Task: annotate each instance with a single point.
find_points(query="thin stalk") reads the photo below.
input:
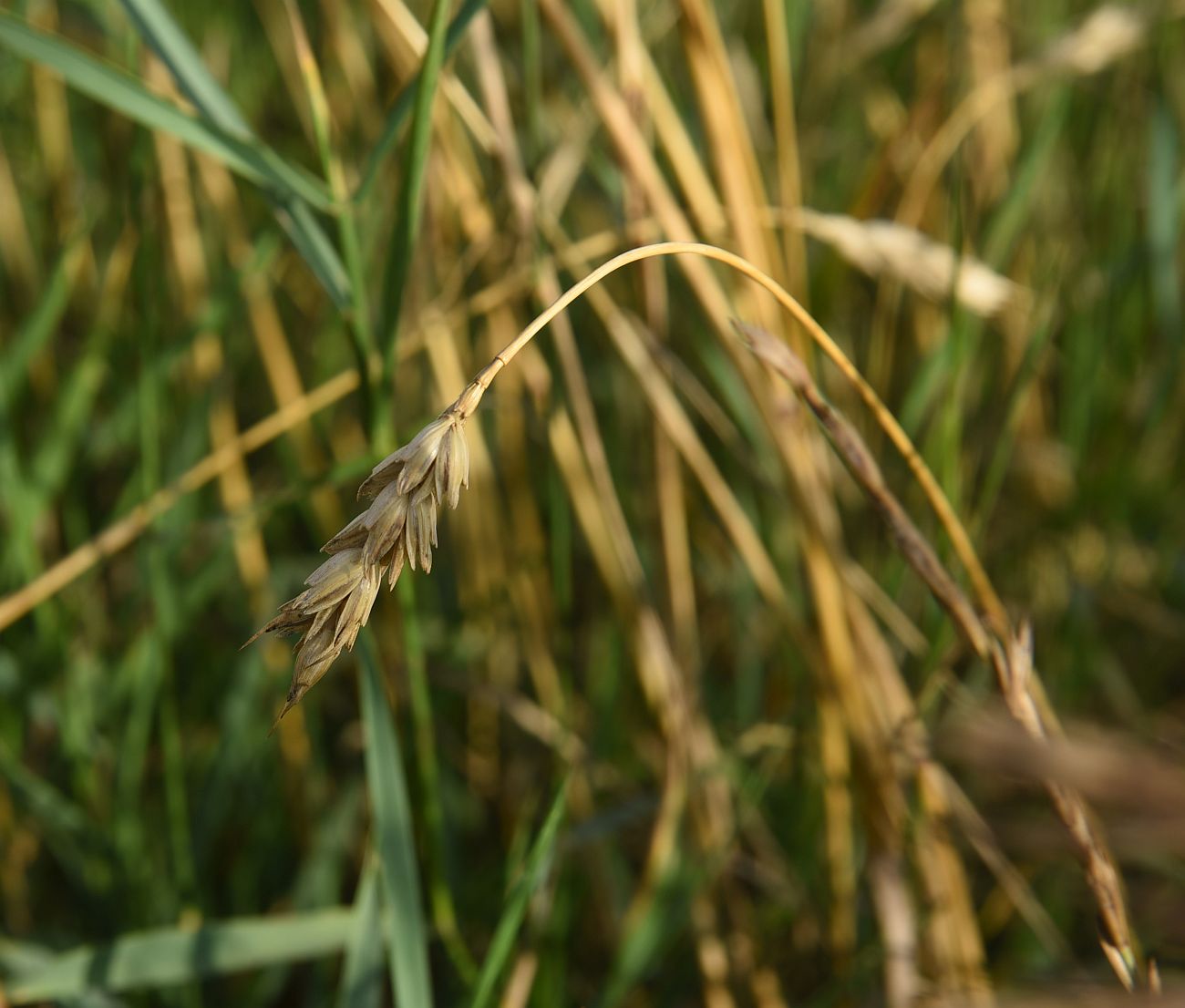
(937, 500)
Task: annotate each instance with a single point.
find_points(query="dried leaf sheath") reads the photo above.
(407, 489)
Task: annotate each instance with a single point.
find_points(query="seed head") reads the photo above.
(399, 526)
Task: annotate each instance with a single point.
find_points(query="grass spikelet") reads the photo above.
(407, 489)
(881, 248)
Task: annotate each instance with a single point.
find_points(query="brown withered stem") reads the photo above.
(1008, 653)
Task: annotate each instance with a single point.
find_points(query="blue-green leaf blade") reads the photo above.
(127, 96)
(170, 956)
(394, 840)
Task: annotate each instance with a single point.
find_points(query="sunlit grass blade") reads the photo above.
(362, 976)
(170, 956)
(394, 840)
(534, 870)
(129, 96)
(407, 98)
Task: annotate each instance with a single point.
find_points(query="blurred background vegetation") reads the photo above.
(611, 750)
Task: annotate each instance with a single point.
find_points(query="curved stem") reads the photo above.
(984, 592)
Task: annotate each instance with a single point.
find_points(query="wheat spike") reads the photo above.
(399, 526)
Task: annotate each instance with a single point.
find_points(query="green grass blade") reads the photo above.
(162, 34)
(170, 956)
(407, 209)
(362, 976)
(407, 96)
(129, 98)
(165, 36)
(529, 881)
(315, 248)
(38, 326)
(395, 841)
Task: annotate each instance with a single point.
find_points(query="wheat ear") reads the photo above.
(409, 486)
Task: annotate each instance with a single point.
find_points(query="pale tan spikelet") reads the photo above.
(384, 521)
(1107, 35)
(351, 537)
(881, 248)
(330, 583)
(421, 454)
(356, 609)
(398, 558)
(383, 474)
(407, 489)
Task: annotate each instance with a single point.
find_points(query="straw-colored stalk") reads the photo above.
(410, 485)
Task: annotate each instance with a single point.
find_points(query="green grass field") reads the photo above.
(687, 711)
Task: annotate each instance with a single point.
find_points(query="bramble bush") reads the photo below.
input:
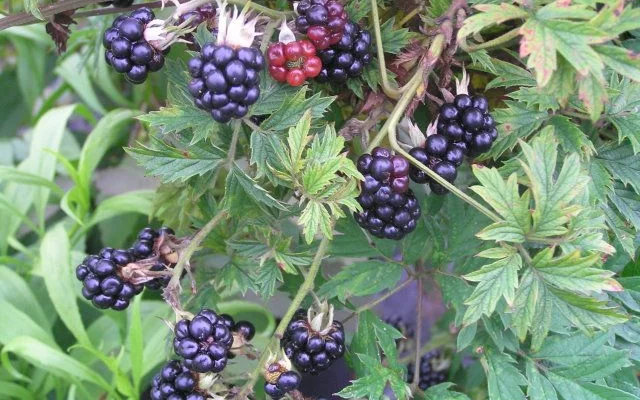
(331, 153)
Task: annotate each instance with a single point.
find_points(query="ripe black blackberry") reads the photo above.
(467, 120)
(285, 382)
(313, 344)
(102, 282)
(347, 58)
(226, 74)
(128, 50)
(175, 381)
(323, 21)
(431, 373)
(203, 342)
(389, 208)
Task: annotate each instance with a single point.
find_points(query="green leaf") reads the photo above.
(503, 378)
(140, 201)
(47, 135)
(495, 281)
(442, 392)
(108, 132)
(622, 163)
(570, 389)
(51, 360)
(362, 279)
(503, 197)
(539, 386)
(573, 272)
(240, 185)
(173, 164)
(293, 108)
(57, 271)
(620, 60)
(394, 40)
(552, 193)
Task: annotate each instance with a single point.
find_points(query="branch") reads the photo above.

....................

**WHAT THIS TASK INVOLVES**
The entries should be printed again exactly as written, leaving all pictures out.

**RESPONSE BOX**
Task: annotate each instance with a single point.
find_points(query="thin stalk") reads the photo below.
input:
(937, 500)
Task: annotate each instance with a single point.
find_points(query="dried leaf sheath") reads the photo above.
(407, 489)
Task: annotate each instance with a single point.
find_points(query="seed head") reads the photo above.
(399, 526)
Task: annotate each instance with a single point.
find_points(query="grass spikelet") reads the photo above.
(407, 489)
(881, 248)
Task: annotate each instance with a single point.
find_points(query="brown withered stem") reads the photo above.
(1008, 653)
Task: annotate each instance with a single point.
find_points(query="blue-green leaf blade") reads the photo above.
(127, 96)
(170, 956)
(394, 840)
Task: annotate each instance with a single point.
find_points(query="sunlit grass blade") reads the photo above.
(362, 976)
(170, 956)
(394, 840)
(534, 870)
(129, 96)
(407, 98)
Task: annotate each instance with a single point.
find_points(query="blurred background vegetation") reads the photo above.
(611, 750)
Task: annotate each instance with a single point.
find_points(query="curved stem") reads the photo above.
(984, 592)
Task: annotate each instance with a single point.
find_points(query="wheat spike") reads the photo above.
(399, 526)
Task: annotate each instance with a single point.
find_points(query="green grass blade") reads the photo above.
(162, 34)
(170, 956)
(407, 209)
(362, 976)
(407, 96)
(129, 98)
(165, 36)
(529, 881)
(315, 248)
(38, 326)
(395, 841)
Task: annotate each instance with a single point.
find_points(query="wheat ear") reads the photo above.
(409, 486)
Task: annotate each instance with a single point.
find_points(query="pale tan spikelet") reads the photo above.
(384, 521)
(1107, 35)
(351, 537)
(881, 248)
(330, 583)
(421, 454)
(356, 609)
(398, 558)
(383, 474)
(407, 489)
Task: annotate each instance with a single point.
find_points(query="straw-colored stalk") reads the photo above.
(410, 485)
Task: annotate each instance with a single point.
find_points(query="green grass field") reads the photo above.
(687, 711)
Task: annotate each instance with a single point.
find_points(query="bramble bush") reads the photo below.
input:
(331, 153)
Task: annotate each instance with a single point.
find_points(query="ripe black blackberry") reads the photo above.
(467, 120)
(285, 382)
(313, 344)
(102, 282)
(347, 58)
(226, 74)
(128, 50)
(175, 381)
(323, 21)
(431, 373)
(203, 342)
(389, 208)
Task: annotate each instance with a single point.
find_points(query="green leaf") reads the photo above.
(503, 378)
(140, 201)
(47, 135)
(495, 281)
(442, 392)
(108, 132)
(622, 163)
(570, 389)
(51, 360)
(362, 279)
(503, 197)
(539, 386)
(573, 272)
(240, 185)
(173, 164)
(293, 108)
(57, 271)
(620, 60)
(394, 40)
(552, 193)
Task: annotate each instance with a single point.
find_points(query="branch") reads the photo above.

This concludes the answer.